- Conference: Southern Conference
- Record: 4–4–2 (1–1–1 SoCon)
- Head coach: Warren E. Tilson (1st season);
- Home stadium: Wilson Field

= 1933 Washington and Lee Generals football team =

American college football season

The 1933 Washington and Lee Generals football team was an American football team that represented Washington and Lee University during the 1933 college football season as a member of the Southern Conference. In their first year under head coach Warren E. Tilson, the team compiled an overall record of 4–4–2, with a mark of 1–1–1 in conference play.

# EXERCISE AIM
Answer these questions using the text on the 1933 Washington and Lee Generals football team.
1. What was the team's home stadium?
2. Which university did the team represent?
3. What was the team's record in conference play?

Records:

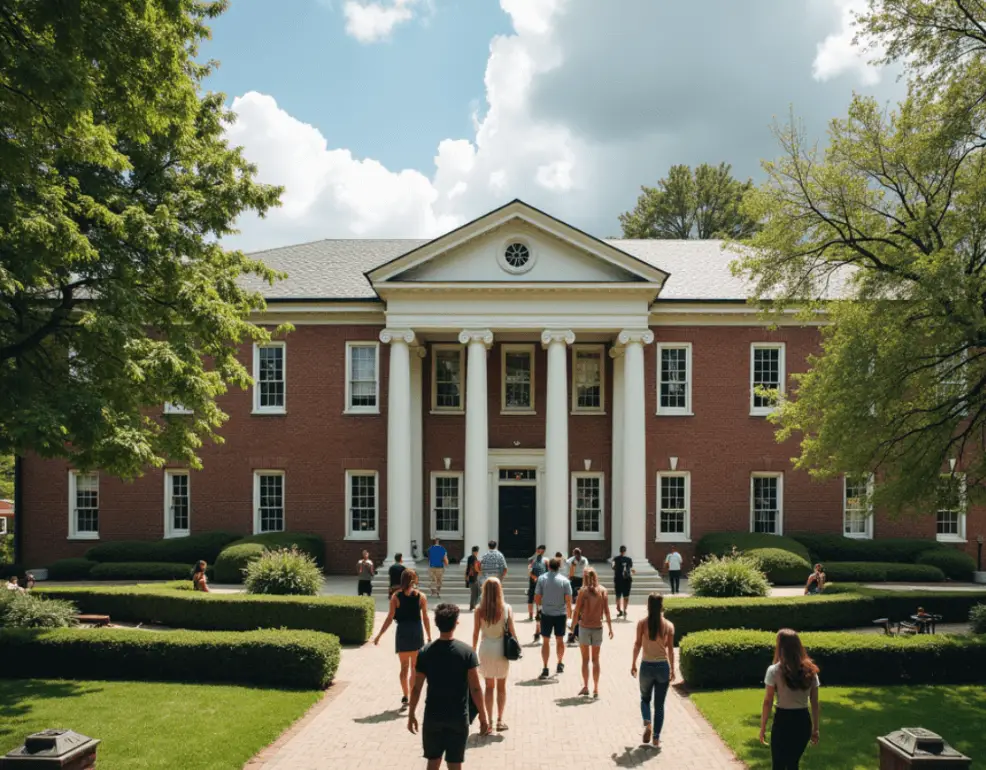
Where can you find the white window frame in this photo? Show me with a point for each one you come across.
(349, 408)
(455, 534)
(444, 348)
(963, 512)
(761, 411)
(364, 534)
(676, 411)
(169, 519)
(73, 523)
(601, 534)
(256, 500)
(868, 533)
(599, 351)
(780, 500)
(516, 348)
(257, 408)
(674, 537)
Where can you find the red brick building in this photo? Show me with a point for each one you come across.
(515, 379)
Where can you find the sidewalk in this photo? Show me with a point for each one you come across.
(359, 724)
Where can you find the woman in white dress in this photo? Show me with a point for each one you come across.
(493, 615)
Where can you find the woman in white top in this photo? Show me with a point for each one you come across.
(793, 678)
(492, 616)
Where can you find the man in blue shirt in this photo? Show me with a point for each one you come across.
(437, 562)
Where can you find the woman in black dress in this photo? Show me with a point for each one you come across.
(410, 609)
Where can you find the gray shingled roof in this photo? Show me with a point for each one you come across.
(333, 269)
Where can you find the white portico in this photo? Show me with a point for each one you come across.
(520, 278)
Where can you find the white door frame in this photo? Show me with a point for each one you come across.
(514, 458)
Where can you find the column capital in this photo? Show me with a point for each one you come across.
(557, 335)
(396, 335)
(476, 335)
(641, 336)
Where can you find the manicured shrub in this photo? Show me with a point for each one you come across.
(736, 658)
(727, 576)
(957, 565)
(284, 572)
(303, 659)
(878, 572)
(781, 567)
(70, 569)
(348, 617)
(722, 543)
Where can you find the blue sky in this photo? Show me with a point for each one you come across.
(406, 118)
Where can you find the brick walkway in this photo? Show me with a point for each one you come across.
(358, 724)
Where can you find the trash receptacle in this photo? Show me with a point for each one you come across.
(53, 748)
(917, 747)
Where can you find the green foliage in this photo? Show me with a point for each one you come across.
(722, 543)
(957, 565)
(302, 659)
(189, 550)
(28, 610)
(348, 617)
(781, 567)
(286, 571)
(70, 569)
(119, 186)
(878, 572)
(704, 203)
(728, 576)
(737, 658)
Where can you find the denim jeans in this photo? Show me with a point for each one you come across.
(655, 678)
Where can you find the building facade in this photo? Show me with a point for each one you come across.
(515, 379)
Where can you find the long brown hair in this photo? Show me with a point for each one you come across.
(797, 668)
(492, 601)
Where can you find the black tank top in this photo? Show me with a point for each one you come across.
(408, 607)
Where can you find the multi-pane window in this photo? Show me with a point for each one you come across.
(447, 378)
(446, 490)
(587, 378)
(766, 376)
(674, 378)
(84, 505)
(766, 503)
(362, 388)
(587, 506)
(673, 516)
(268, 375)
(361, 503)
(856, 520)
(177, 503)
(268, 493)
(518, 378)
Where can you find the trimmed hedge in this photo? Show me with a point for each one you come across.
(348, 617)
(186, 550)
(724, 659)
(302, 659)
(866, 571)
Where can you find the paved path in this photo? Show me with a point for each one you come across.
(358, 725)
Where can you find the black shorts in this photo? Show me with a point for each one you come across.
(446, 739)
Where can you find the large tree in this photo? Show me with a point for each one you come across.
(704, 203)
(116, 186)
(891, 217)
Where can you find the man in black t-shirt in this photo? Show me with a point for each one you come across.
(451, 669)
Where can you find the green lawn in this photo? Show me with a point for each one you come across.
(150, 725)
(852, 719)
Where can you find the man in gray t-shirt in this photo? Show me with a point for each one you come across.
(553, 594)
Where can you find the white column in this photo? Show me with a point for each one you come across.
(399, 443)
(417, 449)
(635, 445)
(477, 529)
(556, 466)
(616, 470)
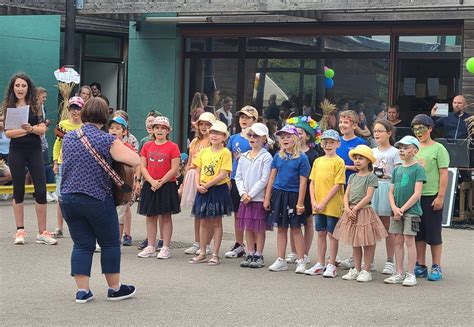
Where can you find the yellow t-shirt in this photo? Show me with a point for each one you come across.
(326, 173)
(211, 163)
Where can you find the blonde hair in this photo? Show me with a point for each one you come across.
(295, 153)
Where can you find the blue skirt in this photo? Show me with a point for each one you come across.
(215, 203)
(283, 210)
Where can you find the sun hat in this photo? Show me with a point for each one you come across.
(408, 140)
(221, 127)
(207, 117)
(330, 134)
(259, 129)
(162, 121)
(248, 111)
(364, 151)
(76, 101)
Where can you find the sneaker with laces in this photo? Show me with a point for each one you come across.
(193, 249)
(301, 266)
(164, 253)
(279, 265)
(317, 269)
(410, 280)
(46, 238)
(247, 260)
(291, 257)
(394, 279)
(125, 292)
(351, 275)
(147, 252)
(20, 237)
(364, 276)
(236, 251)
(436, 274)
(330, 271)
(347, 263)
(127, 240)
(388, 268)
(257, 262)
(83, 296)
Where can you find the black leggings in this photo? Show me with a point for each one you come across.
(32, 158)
--
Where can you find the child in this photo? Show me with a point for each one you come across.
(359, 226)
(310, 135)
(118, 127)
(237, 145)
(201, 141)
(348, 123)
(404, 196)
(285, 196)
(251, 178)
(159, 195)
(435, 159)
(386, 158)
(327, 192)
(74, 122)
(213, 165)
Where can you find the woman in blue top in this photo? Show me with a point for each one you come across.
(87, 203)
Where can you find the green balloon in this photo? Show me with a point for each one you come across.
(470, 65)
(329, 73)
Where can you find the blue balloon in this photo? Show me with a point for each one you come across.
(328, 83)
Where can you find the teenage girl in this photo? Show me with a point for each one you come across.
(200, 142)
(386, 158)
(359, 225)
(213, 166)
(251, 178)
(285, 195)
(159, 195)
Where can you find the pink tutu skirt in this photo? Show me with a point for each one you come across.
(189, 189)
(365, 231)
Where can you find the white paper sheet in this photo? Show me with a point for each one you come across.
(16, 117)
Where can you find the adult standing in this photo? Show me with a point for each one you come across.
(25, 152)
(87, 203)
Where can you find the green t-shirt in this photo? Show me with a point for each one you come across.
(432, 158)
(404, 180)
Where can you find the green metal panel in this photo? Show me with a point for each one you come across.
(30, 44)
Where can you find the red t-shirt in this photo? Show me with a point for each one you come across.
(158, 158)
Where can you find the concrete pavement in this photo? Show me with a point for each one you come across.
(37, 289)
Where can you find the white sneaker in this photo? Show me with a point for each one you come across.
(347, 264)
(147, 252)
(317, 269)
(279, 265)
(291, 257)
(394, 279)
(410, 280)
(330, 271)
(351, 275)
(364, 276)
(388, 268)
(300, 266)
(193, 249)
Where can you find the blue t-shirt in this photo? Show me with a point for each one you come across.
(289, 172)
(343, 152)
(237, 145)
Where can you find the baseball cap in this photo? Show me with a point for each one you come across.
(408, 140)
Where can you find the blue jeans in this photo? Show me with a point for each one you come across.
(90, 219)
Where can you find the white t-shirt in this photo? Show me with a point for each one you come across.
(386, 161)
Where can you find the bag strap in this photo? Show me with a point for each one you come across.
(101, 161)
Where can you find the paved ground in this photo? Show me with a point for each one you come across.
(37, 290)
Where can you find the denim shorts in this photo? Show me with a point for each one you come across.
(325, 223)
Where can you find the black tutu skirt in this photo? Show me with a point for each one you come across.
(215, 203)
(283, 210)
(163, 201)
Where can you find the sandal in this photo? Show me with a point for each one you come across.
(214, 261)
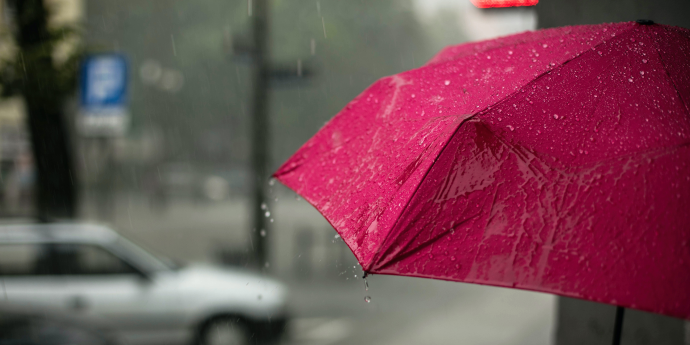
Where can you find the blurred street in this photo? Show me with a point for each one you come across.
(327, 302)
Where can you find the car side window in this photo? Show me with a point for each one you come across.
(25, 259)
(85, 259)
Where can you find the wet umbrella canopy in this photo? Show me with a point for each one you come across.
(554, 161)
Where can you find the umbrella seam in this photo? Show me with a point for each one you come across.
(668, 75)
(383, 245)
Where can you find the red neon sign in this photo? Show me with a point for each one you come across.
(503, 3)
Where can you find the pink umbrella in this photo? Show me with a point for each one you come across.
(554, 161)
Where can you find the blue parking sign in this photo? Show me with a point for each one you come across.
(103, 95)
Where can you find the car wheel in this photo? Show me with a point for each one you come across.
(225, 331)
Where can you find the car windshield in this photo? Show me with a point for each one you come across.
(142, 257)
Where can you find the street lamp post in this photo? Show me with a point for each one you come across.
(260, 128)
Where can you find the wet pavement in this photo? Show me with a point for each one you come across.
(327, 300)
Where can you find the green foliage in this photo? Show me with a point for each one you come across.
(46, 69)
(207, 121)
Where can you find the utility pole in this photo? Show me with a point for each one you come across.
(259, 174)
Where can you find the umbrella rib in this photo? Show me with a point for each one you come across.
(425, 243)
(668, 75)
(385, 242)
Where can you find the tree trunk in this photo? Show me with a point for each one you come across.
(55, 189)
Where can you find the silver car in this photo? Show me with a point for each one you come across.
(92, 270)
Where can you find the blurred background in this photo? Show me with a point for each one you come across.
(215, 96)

# WRITTEN SOLUTION
1. Wilson Field
2. Washington and Lee University
3. 1–1–1